▶ Page excerpt
____
The Systems Thinking Playbook

Publisher:The Sustainability Institute

Author(s):Booth Sweeney, LindaMeadows, Dennis

Published: 2008 • ISBN: 0966612779 • 252 pages • Delivery Format: Hard Copy - Ring Bound

Available from: Amazon (DE)Amazon (UK)Amazon (US)

Summary

The Systems Thinking Playbook is a lively resource for the promotion of Systems Thinking.

Packed full of hands-on games and activities that stretch the mind and alter pre-conceived perceptions, The Systems Thinking Playbook is an ideal way to teach people to “go wide” and see underlying cause and effect relationships and recognize the delays inherent in any complex systems. The Playbook also abounds with practical advice for using the exercises to maximize the learning experience.

It has been used widely by schools, government agencies (both in the US and Internationally) and corporations to train managers to “think beyond the loop.”

Book with companion DVD!
____
▶ Supplied data

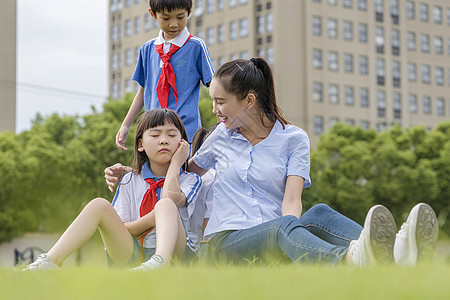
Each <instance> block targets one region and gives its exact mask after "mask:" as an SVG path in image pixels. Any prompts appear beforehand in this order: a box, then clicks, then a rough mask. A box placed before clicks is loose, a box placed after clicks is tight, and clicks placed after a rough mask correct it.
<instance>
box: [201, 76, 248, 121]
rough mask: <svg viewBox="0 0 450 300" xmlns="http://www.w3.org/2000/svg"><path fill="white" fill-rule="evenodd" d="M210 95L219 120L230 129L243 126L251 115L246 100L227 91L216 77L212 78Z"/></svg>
mask: <svg viewBox="0 0 450 300" xmlns="http://www.w3.org/2000/svg"><path fill="white" fill-rule="evenodd" d="M209 95H210V96H211V99H212V101H213V113H214V114H216V115H217V119H218V121H219V122H222V123H224V124H225V127H226V128H228V129H234V128H238V127H241V126H242V124H245V120H246V118H249V117H250V114H249V113H248V108H247V106H246V103H247V102H246V101H244V100H242V99H238V98H237V97H236V95H234V94H229V93H227V92H226V91H225V89H224V88H223V86H222V84H221V83H220V82H219V81H218V80H217V79H216V78H213V79H212V80H211V84H210V86H209Z"/></svg>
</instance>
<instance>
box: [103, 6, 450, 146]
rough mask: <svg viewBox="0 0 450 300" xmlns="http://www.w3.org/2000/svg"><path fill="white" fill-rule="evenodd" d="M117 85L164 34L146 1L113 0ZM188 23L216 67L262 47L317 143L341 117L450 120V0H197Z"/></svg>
mask: <svg viewBox="0 0 450 300" xmlns="http://www.w3.org/2000/svg"><path fill="white" fill-rule="evenodd" d="M110 9H111V11H110V33H111V34H110V60H111V63H110V93H111V95H112V97H113V98H117V97H120V96H121V95H122V94H123V93H125V92H133V91H135V90H136V89H137V86H136V83H134V82H132V81H131V80H130V77H131V75H132V74H133V71H134V67H135V63H136V59H137V53H138V51H139V48H140V46H141V45H142V44H143V43H144V42H146V41H147V40H149V39H151V38H153V37H155V36H156V35H157V34H158V30H159V29H158V25H157V23H156V22H155V20H154V19H153V18H151V16H150V15H149V14H148V1H145V0H140V1H139V0H124V1H121V0H110ZM188 28H189V30H190V32H191V33H192V34H194V35H197V36H199V37H201V38H203V39H204V40H205V42H206V44H207V45H208V48H209V51H210V55H211V58H212V61H213V62H214V65H215V67H216V68H218V67H219V66H220V65H221V64H222V63H224V62H225V61H228V60H231V59H235V58H250V57H254V56H260V57H265V58H266V59H267V60H268V61H269V62H270V63H271V65H272V68H273V71H274V77H275V86H276V93H277V99H278V101H279V103H280V106H281V108H282V110H283V112H284V114H285V116H286V118H287V119H288V120H289V121H291V122H292V123H294V124H295V125H298V126H300V127H302V128H303V129H305V131H307V132H308V134H309V136H310V138H311V142H312V144H313V145H315V144H316V143H317V141H318V138H319V136H320V134H322V133H323V132H325V131H327V129H328V128H330V127H331V126H332V125H334V124H335V123H336V122H344V123H348V124H352V125H355V126H362V127H363V128H376V129H377V130H383V129H385V128H388V127H389V126H391V125H392V124H394V123H398V124H400V125H401V126H403V127H410V126H413V125H423V126H426V127H427V128H432V127H434V126H435V125H436V124H437V123H439V122H443V121H448V120H450V2H449V1H448V0H428V1H420V0H419V1H418V0H373V1H368V0H276V1H275V0H194V9H193V11H192V14H191V16H190V18H189V21H188Z"/></svg>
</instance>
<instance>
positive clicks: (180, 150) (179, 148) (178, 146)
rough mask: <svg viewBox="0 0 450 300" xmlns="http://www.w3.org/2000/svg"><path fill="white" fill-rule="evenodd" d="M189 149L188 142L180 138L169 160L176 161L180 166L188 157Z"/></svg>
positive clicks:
____
▶ What this task involves
Answer these from the book listing above:
(a) Which publisher is named?
(b) How many pages does the book have?
(c) What do the corporations and agencies mentioned use it to train managers to do?

▶ Your solution
(a) The Sustainability Institute
(b) 252 pages
(c) To "think beyond the loop."